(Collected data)

-- begin --

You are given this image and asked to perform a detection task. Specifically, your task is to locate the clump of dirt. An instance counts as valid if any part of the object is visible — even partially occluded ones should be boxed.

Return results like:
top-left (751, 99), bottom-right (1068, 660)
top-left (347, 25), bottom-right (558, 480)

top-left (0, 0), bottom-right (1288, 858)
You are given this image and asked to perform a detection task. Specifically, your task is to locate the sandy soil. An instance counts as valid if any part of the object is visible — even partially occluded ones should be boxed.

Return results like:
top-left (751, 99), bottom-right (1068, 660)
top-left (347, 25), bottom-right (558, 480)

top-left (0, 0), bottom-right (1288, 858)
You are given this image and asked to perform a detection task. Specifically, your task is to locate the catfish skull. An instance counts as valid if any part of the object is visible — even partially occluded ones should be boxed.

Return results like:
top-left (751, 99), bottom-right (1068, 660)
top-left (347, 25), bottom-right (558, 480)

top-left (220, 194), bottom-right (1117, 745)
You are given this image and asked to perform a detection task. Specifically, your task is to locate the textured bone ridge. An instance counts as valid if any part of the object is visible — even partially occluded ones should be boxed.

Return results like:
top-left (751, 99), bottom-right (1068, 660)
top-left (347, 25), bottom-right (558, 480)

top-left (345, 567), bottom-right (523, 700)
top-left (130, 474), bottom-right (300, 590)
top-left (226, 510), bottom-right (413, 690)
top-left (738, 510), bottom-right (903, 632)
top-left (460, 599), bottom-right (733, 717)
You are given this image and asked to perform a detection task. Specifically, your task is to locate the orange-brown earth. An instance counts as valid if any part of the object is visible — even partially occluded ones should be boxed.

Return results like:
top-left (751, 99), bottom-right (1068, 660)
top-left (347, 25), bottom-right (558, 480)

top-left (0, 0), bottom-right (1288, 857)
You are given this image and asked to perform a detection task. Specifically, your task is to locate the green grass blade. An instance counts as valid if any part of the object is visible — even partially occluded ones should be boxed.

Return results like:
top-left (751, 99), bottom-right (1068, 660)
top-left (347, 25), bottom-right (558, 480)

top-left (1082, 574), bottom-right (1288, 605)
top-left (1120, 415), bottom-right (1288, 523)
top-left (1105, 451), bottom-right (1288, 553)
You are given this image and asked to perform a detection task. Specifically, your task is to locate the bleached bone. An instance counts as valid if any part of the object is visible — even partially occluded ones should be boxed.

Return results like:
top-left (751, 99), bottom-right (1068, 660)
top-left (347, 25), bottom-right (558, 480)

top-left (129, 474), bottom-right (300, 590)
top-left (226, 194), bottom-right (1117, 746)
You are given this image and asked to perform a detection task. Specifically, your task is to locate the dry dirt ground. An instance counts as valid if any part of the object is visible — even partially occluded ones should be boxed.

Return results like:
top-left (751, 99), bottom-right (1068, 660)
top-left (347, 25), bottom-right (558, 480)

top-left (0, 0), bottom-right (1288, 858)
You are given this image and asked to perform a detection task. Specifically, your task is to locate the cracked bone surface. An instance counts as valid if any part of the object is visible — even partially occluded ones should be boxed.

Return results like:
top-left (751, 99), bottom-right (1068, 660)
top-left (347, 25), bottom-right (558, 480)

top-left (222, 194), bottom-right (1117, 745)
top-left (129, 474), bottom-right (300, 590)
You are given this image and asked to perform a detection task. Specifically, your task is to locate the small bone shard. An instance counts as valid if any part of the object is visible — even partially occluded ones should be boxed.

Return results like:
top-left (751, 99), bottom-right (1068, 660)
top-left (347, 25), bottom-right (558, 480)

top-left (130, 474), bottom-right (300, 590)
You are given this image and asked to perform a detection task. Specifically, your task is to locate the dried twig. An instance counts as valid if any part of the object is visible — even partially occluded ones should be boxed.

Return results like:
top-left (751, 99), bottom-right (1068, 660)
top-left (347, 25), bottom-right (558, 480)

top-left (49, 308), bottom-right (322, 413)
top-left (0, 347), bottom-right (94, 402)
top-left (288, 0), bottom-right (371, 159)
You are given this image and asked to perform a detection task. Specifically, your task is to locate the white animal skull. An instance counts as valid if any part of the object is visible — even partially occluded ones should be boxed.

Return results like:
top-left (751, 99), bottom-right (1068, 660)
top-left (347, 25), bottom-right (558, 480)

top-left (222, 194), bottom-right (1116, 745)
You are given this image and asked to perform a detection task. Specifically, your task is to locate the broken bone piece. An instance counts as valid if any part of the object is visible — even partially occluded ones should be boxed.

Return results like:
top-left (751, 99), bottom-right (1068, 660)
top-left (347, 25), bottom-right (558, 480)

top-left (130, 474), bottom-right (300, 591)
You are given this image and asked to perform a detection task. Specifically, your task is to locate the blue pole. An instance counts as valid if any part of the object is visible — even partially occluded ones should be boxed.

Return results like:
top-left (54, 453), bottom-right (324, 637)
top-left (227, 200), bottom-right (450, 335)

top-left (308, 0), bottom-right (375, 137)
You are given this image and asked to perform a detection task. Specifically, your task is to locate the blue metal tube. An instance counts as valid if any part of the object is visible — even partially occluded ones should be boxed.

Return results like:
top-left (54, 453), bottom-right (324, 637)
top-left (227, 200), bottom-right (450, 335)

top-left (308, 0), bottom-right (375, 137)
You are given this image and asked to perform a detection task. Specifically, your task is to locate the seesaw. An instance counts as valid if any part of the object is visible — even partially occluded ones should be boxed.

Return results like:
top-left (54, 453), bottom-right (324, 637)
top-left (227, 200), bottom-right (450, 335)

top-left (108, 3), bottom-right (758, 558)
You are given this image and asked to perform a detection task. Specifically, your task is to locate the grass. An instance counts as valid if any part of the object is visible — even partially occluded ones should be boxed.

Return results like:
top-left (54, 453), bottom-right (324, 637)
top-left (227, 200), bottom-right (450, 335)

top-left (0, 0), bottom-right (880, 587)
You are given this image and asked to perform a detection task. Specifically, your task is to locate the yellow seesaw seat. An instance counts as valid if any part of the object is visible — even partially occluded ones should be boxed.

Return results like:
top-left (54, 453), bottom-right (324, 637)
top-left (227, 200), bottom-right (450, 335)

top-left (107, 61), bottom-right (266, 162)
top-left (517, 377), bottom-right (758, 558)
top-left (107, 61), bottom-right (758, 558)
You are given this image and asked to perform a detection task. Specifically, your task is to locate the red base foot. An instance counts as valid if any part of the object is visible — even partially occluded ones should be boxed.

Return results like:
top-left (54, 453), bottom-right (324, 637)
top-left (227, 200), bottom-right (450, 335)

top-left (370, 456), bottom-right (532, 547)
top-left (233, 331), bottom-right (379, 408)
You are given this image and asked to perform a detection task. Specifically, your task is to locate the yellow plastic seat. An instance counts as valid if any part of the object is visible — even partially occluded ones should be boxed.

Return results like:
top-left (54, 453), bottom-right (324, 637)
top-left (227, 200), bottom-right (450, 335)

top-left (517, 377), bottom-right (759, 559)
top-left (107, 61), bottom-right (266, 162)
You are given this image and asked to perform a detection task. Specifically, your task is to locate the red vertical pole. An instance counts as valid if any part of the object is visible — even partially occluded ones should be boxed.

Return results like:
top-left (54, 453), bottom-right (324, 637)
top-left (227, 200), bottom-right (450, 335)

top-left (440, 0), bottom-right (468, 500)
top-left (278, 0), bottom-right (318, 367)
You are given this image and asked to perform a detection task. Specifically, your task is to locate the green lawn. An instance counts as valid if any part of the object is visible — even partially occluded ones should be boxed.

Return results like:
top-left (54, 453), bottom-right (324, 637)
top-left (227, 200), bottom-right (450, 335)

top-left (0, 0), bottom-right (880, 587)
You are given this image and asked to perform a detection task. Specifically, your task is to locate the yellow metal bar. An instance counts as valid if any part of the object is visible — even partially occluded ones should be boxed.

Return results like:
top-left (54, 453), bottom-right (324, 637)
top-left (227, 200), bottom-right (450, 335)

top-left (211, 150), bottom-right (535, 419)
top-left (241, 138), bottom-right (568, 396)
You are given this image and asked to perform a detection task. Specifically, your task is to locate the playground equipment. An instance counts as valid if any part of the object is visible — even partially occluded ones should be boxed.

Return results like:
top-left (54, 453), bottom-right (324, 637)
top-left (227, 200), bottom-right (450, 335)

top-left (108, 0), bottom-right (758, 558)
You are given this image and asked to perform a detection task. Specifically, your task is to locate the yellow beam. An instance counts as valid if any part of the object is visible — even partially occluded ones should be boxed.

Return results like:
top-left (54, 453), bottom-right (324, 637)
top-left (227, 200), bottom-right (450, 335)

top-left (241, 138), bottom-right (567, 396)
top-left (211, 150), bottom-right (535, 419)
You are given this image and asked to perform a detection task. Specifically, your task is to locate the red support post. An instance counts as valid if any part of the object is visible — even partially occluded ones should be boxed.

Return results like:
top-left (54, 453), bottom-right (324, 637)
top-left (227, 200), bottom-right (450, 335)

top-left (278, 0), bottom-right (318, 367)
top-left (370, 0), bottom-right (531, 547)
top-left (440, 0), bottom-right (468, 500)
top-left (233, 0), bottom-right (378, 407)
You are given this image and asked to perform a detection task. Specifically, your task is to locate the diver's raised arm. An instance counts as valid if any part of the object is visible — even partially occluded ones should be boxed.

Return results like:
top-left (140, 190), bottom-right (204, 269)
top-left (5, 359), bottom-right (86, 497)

-- end --

What the exercise asks:
Filter the material above, keeping every line that includes the string "seesaw".

Exercise answer:
You are given this image and asked to perform a detection task. Specifically, your task is to locate the seesaw. An instance counts as valid if any part of the object is visible — even partially occluded ones should be boxed.
You are given this image and asked to perform a detection task. Specifically, your task is to locate the yellow seesaw seat. An instance counts as valid if any part of the object is visible — even partially occluded ones should be boxed.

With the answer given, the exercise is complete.